─── 本文抜粋

引退した鈴木隆行が、指導者キャリアを町クラブの子供から始めるわけ (2ページ目)

  • 栗田シメイ●取材・文 text by Kurita Shimei

――指導者として直面した問題はありますか?

「それはもう問題だらけで。本当に人に教えるのって難しい。今はU-13までの子供たちをメインにコーチしていますが、まず説明するスキルが足りないことを痛感しています。子供たちが理解するには、どんな言葉で、どのように伝えるのがいいのか。そういった部分から日々勉強してます」

――なぜ指導者としてのキャリアを町クラブからスタートさせたんですか?

──────
─── データ抜粋

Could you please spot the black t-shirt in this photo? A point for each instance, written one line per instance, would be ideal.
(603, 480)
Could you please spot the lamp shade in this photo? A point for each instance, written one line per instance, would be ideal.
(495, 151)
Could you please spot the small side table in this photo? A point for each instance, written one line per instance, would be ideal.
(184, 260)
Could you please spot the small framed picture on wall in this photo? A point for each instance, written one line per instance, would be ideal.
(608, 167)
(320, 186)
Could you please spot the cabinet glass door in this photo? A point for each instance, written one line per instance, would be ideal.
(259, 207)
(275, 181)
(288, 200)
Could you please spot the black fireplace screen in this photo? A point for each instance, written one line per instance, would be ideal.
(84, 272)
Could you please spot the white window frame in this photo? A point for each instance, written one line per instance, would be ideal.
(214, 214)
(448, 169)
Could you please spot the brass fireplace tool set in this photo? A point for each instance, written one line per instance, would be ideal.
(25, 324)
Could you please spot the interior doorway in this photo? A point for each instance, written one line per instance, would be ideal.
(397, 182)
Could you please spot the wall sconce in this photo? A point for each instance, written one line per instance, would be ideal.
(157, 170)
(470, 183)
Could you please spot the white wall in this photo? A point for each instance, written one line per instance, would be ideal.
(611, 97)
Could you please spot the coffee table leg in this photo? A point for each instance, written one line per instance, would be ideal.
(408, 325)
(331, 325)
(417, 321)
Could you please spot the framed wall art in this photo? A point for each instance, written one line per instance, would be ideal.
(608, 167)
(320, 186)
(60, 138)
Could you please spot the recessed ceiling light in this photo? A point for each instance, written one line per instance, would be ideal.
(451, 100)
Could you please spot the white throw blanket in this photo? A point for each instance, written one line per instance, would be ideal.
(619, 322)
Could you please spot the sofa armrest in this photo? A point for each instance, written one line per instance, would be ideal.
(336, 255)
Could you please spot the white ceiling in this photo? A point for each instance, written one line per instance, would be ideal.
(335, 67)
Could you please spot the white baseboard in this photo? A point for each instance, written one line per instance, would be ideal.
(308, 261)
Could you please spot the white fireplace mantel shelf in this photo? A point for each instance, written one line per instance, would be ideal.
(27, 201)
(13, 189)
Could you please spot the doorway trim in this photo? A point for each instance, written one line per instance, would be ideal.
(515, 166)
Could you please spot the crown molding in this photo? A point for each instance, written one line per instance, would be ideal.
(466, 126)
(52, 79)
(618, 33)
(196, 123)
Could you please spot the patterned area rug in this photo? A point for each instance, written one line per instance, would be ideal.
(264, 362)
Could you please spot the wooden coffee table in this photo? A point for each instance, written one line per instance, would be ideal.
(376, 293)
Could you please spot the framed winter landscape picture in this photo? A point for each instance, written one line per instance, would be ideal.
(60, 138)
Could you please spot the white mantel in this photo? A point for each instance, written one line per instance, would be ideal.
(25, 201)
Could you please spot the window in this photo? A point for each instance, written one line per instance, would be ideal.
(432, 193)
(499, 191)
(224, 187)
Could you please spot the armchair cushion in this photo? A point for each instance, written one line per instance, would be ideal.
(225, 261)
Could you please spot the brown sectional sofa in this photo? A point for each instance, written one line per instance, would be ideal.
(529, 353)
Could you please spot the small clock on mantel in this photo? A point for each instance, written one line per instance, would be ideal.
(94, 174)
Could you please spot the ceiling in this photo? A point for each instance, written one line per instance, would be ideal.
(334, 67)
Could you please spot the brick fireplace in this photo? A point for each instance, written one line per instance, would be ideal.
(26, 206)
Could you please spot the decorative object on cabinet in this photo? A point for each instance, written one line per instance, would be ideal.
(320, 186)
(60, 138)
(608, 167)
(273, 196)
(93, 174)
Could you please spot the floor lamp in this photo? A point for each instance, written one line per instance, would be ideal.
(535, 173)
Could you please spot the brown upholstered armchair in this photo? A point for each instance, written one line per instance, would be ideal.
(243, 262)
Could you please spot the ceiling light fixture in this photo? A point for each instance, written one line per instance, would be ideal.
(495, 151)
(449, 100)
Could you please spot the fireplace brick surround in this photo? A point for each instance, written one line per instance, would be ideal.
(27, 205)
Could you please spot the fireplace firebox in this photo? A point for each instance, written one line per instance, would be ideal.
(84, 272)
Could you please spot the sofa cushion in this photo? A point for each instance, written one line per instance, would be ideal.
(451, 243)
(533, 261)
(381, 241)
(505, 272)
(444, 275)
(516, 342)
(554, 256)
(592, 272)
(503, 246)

──────

*課題 1:*
本文抜粋について、次の問いに答えてください。
(a) 現在メインでコーチしているのは、どの年代までの子供たちですか。
(b) 指導者として足りないと痛感しているのは、どのスキルですか。
(c) 取材と文を担当したのは誰ですか。
*課題 2:* 本文抜粋のうち、「引退した鈴木隆行が、指導者キャリアを町クラブの子供から始めるわけ (2ページ目)」から「た部分から日々勉強してます」」までをそのまま書き写してください。

*回答 1:*
(a) U-13までの子供たちです。
(b) 説明するスキルです。
(c) 栗田シメイです。

*回答 2:*
引退した鈴木隆行が、指導者キャリアを町クラブの子供から始めるわけ (2ページ目)

  • 栗田シメイ●取材・文 text by Kurita Shimei

――指導者として直面した問題はありますか?

「それはもう問題だらけで。本当に人に教えるのって難しい。今はU-13までの子供たちをメインにコーチしていますが、まず説明するスキルが足りないことを痛感しています。子供たちが理解するには、どんな言葉で、どのように伝えるのがいいのか。そういった部分から日々勉強してます」